_SOURCE DOCUMENT:_

^^^^

Universal Coverage? Universal Responsibility
Tens of millions of Americans lack health insurance. Extending coverage to them has been a core goal of health reform proposals since the 1960s. President Richard Nixon offered a universal health plan in his first administration, but since then Republicans have hesitated to commit the nation to so costly an undertaking. Is it time to rethink? Should Republicans accept universal coverage as a goal? We posed this question to NewMajority's contributors.
Republicans should favor universal responsibility for paying ones' own medical costs; that implies something similar to universal coverage. Uninsured Americans, of course, already receive medical care via emergency rooms, community health centers, and the like. Currently, however, the methods used to pay for such coverage are cumbersome, massively unfair, and tend to focus intellectual energy on cost-shifting rather than actually providing medical care. So long as medical ethics and federal law require the provision of medical treatment regardless of ability to pay--something that's not going to change--there needs to be some way of making sure that medical consumers pay their own costs. For the overwhelming majority of Americans, the purchase of medical insurance is the best way to pay costs. Individuals who affirmatively don't want health insurance or have enormous personal resources should be able to opt out of the system in return for either tax penalties (intended to cover the cost of care they are likely to receive anyway) or bond arrangements that show they can pay their own way. On balance, the Republican Party's core commitment to personal responsibility strongly suggests it should support something like universal coverage.

^^^^

_SUPPLIED MATERIAL:_
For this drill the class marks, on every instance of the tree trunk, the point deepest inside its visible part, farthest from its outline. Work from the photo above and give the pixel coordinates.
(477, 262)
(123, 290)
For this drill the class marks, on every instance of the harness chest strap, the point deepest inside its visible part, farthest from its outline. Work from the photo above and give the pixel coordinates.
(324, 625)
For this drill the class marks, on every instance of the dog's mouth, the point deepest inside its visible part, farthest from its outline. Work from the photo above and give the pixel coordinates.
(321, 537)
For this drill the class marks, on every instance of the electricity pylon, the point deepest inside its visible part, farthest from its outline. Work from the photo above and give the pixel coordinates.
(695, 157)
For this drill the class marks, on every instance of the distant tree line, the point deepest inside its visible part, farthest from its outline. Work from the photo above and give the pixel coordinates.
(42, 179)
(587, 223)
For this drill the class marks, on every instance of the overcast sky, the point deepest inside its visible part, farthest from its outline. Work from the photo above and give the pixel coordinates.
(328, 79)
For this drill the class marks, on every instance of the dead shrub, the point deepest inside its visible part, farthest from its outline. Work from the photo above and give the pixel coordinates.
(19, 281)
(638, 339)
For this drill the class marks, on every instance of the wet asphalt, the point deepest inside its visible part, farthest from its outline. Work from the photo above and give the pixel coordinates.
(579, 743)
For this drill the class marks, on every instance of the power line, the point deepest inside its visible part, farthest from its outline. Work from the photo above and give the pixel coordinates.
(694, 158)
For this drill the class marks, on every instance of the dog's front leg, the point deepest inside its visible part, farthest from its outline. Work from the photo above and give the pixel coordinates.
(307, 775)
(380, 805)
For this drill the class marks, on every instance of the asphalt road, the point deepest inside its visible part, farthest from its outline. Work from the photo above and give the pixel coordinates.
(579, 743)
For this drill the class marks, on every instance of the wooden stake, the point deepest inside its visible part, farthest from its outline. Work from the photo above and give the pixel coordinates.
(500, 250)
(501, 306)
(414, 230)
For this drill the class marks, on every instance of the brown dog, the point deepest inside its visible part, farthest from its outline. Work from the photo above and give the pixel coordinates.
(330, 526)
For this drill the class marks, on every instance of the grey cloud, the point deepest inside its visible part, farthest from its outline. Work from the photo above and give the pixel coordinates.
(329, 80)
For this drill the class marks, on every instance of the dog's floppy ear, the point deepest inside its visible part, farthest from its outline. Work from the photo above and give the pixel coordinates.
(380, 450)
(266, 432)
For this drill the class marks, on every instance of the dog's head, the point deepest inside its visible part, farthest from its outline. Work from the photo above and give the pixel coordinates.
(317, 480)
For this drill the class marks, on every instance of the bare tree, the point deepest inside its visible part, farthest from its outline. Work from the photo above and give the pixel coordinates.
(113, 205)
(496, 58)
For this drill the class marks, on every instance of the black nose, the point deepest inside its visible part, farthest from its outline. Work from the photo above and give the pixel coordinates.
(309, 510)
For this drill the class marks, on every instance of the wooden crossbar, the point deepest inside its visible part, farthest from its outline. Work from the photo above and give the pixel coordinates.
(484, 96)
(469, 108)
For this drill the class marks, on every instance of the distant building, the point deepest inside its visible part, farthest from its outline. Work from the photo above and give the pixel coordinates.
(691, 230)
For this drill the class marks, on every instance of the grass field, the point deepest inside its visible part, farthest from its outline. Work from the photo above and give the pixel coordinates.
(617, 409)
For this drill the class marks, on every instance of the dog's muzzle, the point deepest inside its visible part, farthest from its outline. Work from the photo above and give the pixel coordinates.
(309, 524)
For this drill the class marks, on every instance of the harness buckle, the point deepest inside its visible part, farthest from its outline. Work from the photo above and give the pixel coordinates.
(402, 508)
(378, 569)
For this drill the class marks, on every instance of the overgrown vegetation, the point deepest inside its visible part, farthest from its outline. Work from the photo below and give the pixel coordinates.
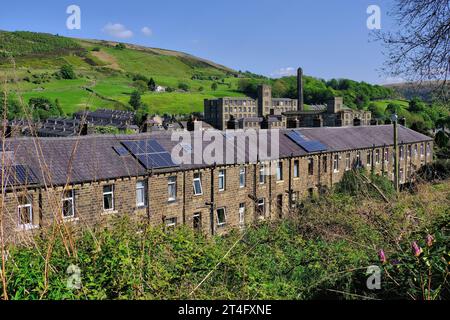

^^^^

_EXERCISES TO COMPLETE:_
[A] Rewrite the universal coverage essay, everything from "Universal Coverage? Universal" down to "to NewMajority's contributors.", and swap "health insurance" out for "medical coverage".
[B] According to the universal coverage essay, which president offered a universal health plan in his first administration?

_EXPECTED RESULTS:_
[A]
Universal Coverage? Universal Responsibility
Tens of millions of Americans lack medical coverage. Extending coverage to them has been a core goal of health reform proposals since the 1960s. President Richard Nixon offered a universal health plan in his first administration, but since then Republicans have hesitated to commit the nation to so costly an undertaking. Is it time to rethink? Should Republicans accept universal coverage as a goal? We posed this question to NewMajority's contributors.

[B] Richard Nixon